EXERCISE BRIEF:
Rescale the records below by repeating every line, requests included, with each x and y coordinate in the answers multiplied by 1.1 and rounded to the nearest whole number, halves rounding up. Leave the requests and any numbers in them unchanged.

RECORDS FOR THIS EXERCISE:
-*-*-
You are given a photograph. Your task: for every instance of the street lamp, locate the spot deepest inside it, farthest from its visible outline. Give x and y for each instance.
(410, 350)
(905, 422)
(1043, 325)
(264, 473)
-*-*-
REPLY:
You are given a photograph. Your task: for every instance of the street lamp, locate the spot deepest inside it, farthest from its visible outline. Give x and y for each instance.
(451, 385)
(996, 464)
(1147, 358)
(290, 520)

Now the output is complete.